=== Records for this exercise ===
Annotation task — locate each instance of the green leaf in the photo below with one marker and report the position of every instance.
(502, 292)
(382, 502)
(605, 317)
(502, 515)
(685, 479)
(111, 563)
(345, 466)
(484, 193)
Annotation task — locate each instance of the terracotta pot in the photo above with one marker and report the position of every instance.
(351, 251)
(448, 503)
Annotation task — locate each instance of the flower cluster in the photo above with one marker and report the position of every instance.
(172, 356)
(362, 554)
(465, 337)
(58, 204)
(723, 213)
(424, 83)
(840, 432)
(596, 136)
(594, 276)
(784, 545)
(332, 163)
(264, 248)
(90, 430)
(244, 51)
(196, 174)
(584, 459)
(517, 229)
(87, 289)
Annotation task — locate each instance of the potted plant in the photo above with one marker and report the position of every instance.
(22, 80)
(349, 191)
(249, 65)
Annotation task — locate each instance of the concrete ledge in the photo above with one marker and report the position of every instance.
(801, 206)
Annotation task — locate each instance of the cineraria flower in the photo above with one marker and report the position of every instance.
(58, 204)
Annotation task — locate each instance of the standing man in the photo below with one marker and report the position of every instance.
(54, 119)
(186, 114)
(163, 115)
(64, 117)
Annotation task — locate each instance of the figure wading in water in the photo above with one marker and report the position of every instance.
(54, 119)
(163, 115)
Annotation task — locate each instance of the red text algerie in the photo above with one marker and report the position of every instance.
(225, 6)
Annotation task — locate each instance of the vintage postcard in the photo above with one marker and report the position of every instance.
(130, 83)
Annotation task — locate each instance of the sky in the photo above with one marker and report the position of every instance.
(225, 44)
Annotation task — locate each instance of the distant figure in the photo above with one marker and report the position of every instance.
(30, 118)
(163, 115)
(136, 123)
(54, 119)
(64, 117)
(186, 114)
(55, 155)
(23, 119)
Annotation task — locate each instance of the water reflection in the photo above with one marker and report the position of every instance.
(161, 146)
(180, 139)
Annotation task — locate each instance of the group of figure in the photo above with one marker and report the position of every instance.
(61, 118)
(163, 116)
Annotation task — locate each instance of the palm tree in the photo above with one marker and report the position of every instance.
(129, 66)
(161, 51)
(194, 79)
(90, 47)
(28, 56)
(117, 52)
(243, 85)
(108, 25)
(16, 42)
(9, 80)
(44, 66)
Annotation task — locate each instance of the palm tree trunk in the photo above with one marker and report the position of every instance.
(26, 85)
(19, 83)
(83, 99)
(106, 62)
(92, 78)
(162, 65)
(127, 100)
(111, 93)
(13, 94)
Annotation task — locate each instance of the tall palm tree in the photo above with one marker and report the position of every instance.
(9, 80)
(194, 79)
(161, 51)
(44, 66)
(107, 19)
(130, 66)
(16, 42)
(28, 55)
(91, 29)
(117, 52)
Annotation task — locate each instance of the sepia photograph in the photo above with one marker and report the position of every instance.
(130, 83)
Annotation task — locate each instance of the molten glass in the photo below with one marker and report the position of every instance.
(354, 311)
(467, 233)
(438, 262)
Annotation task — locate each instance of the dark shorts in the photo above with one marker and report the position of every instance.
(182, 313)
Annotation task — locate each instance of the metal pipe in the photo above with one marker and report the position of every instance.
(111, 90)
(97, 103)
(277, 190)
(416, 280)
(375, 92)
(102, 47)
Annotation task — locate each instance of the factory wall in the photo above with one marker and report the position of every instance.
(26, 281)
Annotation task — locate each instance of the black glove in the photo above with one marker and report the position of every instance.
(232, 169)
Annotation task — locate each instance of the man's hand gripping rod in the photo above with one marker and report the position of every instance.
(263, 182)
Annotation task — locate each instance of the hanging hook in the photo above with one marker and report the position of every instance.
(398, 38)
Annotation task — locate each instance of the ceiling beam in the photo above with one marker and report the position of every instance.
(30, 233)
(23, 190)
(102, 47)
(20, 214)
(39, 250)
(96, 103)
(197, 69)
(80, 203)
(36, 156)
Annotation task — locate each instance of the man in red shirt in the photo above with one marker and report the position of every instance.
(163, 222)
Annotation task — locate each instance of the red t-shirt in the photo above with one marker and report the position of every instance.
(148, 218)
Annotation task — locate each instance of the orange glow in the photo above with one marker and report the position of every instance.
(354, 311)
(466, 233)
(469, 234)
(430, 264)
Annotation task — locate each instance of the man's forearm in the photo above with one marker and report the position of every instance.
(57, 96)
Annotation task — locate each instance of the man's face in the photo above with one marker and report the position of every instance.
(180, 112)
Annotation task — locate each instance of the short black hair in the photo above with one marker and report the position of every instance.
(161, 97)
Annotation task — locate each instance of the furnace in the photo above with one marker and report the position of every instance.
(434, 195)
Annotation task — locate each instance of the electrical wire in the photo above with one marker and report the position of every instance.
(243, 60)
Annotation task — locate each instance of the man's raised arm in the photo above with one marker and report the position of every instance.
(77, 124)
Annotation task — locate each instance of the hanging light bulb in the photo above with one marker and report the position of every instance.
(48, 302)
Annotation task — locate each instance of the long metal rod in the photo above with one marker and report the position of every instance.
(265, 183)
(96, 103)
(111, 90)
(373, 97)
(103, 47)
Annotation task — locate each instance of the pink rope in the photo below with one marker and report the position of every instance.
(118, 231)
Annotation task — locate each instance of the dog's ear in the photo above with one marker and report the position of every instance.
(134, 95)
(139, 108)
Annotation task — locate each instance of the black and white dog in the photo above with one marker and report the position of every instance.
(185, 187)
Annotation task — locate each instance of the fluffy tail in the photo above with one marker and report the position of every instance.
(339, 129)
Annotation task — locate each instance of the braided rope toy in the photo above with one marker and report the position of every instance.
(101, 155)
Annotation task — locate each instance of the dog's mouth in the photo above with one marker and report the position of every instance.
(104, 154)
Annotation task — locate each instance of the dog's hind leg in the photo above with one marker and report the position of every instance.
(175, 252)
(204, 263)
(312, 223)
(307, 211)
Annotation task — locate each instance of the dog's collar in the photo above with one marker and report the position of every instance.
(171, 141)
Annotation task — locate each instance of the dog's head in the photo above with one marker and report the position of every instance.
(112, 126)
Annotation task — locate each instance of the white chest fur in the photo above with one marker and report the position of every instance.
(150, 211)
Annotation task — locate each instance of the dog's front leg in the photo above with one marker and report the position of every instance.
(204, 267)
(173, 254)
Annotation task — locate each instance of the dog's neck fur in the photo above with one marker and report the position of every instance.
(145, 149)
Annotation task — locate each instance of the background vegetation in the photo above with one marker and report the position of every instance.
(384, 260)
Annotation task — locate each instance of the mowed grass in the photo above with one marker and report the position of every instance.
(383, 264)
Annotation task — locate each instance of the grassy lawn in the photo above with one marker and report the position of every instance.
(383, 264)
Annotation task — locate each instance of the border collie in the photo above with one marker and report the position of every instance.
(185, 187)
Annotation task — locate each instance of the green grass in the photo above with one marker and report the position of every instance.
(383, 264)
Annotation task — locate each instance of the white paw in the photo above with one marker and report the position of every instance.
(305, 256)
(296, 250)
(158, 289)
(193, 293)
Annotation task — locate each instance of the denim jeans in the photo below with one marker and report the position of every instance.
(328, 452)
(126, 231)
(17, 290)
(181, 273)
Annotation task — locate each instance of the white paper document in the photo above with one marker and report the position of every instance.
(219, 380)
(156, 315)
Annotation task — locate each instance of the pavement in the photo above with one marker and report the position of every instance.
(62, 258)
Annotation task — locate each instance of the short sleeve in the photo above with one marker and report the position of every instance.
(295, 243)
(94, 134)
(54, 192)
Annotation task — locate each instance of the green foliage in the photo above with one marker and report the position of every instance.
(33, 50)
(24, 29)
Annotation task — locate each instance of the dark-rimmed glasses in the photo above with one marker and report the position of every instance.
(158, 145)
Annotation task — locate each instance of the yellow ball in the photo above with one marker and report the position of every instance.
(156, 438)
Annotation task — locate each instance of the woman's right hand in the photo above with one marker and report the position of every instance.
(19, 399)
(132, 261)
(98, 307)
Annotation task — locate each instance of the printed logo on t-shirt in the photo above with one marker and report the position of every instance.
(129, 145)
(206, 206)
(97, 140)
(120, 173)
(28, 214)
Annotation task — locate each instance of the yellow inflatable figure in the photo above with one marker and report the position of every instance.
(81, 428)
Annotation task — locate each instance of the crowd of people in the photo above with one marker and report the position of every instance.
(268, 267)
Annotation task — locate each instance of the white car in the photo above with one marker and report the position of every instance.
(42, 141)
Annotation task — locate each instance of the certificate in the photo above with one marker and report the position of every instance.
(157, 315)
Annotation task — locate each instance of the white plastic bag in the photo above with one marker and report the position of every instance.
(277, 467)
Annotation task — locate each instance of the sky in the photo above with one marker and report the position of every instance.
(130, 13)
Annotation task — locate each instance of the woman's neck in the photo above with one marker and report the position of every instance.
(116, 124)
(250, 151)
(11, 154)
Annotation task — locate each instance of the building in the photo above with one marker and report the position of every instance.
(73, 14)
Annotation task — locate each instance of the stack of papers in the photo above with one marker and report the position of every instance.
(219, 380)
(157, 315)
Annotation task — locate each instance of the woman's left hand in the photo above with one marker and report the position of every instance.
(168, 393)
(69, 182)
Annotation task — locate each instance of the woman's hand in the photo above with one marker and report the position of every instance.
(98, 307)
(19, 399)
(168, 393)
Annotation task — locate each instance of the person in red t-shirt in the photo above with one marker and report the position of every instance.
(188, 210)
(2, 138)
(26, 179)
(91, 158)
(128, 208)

=== Written problem ===
Repeat exactly, and only, the lines from the one containing "Annotation task — locate each instance of the printed" through the end of the material.

=== Result for this exercise ===
Annotation task — locate each instance of the printed logo on t-shirt in the photo above with one marker and report the position of every instance.
(129, 145)
(206, 206)
(97, 140)
(120, 173)
(28, 214)
Annotation task — locate each instance of the yellow inflatable figure in the photo above with one marker and report the position of every instance.
(81, 428)
Annotation task — locate each instance of the crowd of people in the photo above with one marker and report the position of every instance.
(268, 267)
Annotation task — locate each instance of the white car in the photo above with one marker and report the position of every instance.
(42, 141)
Annotation task — locate each instance of the certificate in the photo above with one marker and report the position of every instance.
(157, 315)
Annotation task — locate each instance of the white plastic bag in the photo above with one marker and report the position of every instance.
(277, 467)
Annotation task — locate each instance of the sky in the photo above with one marker and report the position of every instance.
(130, 13)
Annotation task — locate each instance of the woman's neck in the photo above with one marker and report the position of every instance.
(116, 124)
(250, 151)
(11, 154)
Annotation task — locate each instance of the building in the photo above with one marker and report the position of every instance.
(73, 14)
Annotation task — locate each instance of the stack of papers in the photo above with one marker and report the position of every instance.
(219, 380)
(157, 315)
Annotation task — locate each instance of the woman's left hand in the photo above with one marker and report the position of every instance.
(168, 393)
(69, 182)
Annotation task — locate each instance of the woman's hand in the photo above with one marker and report the position of every instance.
(98, 307)
(19, 399)
(168, 393)
Annotation task — locate each instance of the person in red t-shirt in the photo above with one marker and report the position of every instance.
(188, 210)
(2, 138)
(26, 179)
(91, 158)
(128, 208)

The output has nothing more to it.